Referring expression pointing data:
----
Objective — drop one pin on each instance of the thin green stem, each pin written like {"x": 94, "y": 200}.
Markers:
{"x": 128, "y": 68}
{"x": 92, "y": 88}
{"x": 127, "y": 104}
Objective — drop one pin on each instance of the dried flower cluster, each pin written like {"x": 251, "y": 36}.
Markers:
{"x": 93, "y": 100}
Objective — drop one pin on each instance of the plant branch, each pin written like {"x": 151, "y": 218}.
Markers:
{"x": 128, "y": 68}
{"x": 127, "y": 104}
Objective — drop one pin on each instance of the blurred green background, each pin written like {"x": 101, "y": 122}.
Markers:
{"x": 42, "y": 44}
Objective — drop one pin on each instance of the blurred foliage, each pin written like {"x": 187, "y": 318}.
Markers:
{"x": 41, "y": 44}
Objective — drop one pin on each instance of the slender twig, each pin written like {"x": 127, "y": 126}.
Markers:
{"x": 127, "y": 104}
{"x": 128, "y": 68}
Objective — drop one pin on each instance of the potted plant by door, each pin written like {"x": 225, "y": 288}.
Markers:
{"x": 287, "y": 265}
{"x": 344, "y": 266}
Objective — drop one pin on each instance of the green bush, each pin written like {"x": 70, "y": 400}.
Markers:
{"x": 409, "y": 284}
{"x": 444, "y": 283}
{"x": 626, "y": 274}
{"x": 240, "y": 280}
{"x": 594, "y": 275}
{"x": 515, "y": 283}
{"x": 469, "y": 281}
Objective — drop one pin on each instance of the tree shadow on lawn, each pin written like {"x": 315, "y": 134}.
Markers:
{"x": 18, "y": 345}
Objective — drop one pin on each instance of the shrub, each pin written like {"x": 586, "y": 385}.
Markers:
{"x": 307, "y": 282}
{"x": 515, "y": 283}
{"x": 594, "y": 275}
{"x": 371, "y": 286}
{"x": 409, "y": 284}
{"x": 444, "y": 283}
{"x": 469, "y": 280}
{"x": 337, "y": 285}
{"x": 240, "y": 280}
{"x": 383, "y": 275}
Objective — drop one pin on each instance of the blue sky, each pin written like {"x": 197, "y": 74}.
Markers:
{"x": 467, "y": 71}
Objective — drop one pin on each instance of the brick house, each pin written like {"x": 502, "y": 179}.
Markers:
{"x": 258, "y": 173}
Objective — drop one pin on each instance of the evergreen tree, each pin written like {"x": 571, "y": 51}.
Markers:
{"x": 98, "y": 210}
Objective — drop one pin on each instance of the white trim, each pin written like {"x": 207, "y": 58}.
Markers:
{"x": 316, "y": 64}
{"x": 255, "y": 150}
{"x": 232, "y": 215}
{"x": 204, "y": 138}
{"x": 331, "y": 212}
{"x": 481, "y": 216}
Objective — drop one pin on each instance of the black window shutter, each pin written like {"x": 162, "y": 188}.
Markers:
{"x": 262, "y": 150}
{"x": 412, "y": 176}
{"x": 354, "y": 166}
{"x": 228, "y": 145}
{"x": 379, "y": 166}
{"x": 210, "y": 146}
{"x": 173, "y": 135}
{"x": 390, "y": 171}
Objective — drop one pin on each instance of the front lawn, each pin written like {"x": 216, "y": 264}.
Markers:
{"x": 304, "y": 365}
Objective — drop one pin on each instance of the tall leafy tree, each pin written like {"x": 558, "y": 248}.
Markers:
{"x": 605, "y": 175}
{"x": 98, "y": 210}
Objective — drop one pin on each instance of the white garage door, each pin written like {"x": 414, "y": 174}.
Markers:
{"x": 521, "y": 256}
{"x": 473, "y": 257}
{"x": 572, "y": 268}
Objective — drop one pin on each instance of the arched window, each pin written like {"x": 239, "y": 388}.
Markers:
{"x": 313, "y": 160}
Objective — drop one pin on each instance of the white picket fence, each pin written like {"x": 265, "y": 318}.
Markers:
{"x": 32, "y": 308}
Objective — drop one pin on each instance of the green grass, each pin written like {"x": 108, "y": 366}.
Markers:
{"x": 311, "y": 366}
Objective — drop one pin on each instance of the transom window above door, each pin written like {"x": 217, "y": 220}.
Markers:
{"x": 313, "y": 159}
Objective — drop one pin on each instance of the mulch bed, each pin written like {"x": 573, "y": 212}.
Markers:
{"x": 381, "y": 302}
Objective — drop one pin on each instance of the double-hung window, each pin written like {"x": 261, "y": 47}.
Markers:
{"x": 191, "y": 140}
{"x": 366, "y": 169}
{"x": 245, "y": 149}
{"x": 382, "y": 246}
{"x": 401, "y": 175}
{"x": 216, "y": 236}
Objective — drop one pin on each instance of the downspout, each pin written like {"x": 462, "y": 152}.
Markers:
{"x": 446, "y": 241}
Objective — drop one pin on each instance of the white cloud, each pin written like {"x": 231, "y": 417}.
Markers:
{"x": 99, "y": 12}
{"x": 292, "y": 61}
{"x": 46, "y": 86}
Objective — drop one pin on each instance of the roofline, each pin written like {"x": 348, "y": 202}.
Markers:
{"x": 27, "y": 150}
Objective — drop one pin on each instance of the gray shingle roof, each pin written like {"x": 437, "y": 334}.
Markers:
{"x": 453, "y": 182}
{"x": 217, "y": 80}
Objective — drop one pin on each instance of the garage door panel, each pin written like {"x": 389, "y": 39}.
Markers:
----
*TASK TO CARRY OUT*. Each entry is to be given again, exactly as it stands.

*SOLUTION*.
Objective — drop one pin on each instance of the thin green stem, each pin written like {"x": 94, "y": 200}.
Markers:
{"x": 128, "y": 68}
{"x": 92, "y": 88}
{"x": 127, "y": 104}
Objective — drop one pin on each instance of the dried flower cluster, each pin written like {"x": 251, "y": 36}.
Markers:
{"x": 93, "y": 100}
Objective — drop one pin on each instance of the plant branch, each pin written like {"x": 151, "y": 218}.
Markers:
{"x": 128, "y": 68}
{"x": 127, "y": 104}
Objective — drop one pin on each instance of the blurred green background, each pin written like {"x": 101, "y": 122}.
Markers:
{"x": 42, "y": 44}
Objective — drop one pin on each instance of the blurred foliage, each pin written like {"x": 187, "y": 318}.
Markers:
{"x": 41, "y": 44}
Objective — drop one pin on each instance of the slender twig, each pin written like {"x": 127, "y": 126}.
Markers:
{"x": 127, "y": 104}
{"x": 128, "y": 68}
Objective — drop one pin on each instance of the potted plant by door, each pin written like {"x": 225, "y": 288}.
Markers:
{"x": 287, "y": 265}
{"x": 344, "y": 266}
Objective — drop one pin on each instance of the green bush, each pin written like {"x": 70, "y": 400}.
Markers:
{"x": 409, "y": 284}
{"x": 444, "y": 283}
{"x": 626, "y": 274}
{"x": 240, "y": 280}
{"x": 594, "y": 275}
{"x": 515, "y": 283}
{"x": 469, "y": 281}
Objective — drop one pin on each instance of the tree shadow on lawn, each pin written like {"x": 315, "y": 134}.
Markers:
{"x": 18, "y": 345}
Objective — drop one pin on each instance of the shrub, each pin written like {"x": 586, "y": 385}.
Markers:
{"x": 307, "y": 282}
{"x": 515, "y": 283}
{"x": 594, "y": 275}
{"x": 371, "y": 286}
{"x": 409, "y": 284}
{"x": 444, "y": 283}
{"x": 469, "y": 280}
{"x": 337, "y": 285}
{"x": 240, "y": 280}
{"x": 383, "y": 275}
Objective — drop one pin on each instance of the blue sky, each pin written like {"x": 197, "y": 74}.
Markers:
{"x": 467, "y": 71}
Objective — drop one pin on each instance of the brick house, each pin written like {"x": 502, "y": 179}.
Markers:
{"x": 258, "y": 173}
Objective — drop one pin on each instance of the evergreen tree, each pin written like {"x": 571, "y": 51}.
Markers:
{"x": 98, "y": 210}
Objective — drop one pin on each instance of the white trim, each pin written like {"x": 207, "y": 58}.
Markers:
{"x": 316, "y": 64}
{"x": 255, "y": 150}
{"x": 232, "y": 215}
{"x": 204, "y": 138}
{"x": 331, "y": 212}
{"x": 481, "y": 216}
Objective — drop one pin on each instance of the black window shutter, each pin written like {"x": 162, "y": 188}.
Markers:
{"x": 262, "y": 150}
{"x": 412, "y": 176}
{"x": 354, "y": 166}
{"x": 228, "y": 145}
{"x": 379, "y": 166}
{"x": 210, "y": 146}
{"x": 173, "y": 135}
{"x": 390, "y": 171}
Objective — drop one pin on each instance of the front lawn, each pin written like {"x": 216, "y": 264}.
Markers:
{"x": 304, "y": 365}
Objective — drop one pin on each instance of the tall leafy tree, each pin written like {"x": 558, "y": 248}.
Markers:
{"x": 605, "y": 175}
{"x": 98, "y": 210}
Objective — drop one pin on each instance of the white garage door, each pin written like {"x": 414, "y": 174}.
Markers:
{"x": 521, "y": 256}
{"x": 473, "y": 257}
{"x": 572, "y": 268}
Objective — drop one pin on each instance of the arched window, each pin written like {"x": 239, "y": 388}.
Markers:
{"x": 313, "y": 160}
Objective — drop one pin on each instance of the white picket fence, each pin written like {"x": 265, "y": 318}.
Markers:
{"x": 32, "y": 308}
Objective — drop one pin on each instance of the green grass, each pin written like {"x": 108, "y": 366}.
Markers:
{"x": 311, "y": 366}
Objective — drop one pin on each instance of the transom window above door, each pin written like {"x": 217, "y": 220}.
Markers:
{"x": 313, "y": 159}
Objective — drop one pin on each instance of the mulch bed, each pin written like {"x": 573, "y": 212}.
Markers:
{"x": 381, "y": 302}
Objective — drop one pin on each instance of the double-hung window, each pin written like {"x": 261, "y": 47}.
Markers:
{"x": 191, "y": 140}
{"x": 366, "y": 169}
{"x": 245, "y": 149}
{"x": 382, "y": 246}
{"x": 401, "y": 175}
{"x": 216, "y": 236}
Objective — drop one pin on each instance of the downspout, each pin written like {"x": 462, "y": 152}.
Markers:
{"x": 446, "y": 241}
Objective — drop one pin on each instance of the white cloud, each pin written like {"x": 231, "y": 417}.
Markers:
{"x": 99, "y": 12}
{"x": 292, "y": 61}
{"x": 46, "y": 86}
Objective — drop one pin on each instance of the roofline, each pin written like {"x": 348, "y": 202}.
Markers:
{"x": 27, "y": 150}
Objective — drop one pin on each instance of the gray shingle roof, each pin written like {"x": 437, "y": 334}.
Markers:
{"x": 453, "y": 182}
{"x": 217, "y": 80}
Objective — drop one pin on each instance of the garage door panel, each pin written like {"x": 389, "y": 39}.
Markers:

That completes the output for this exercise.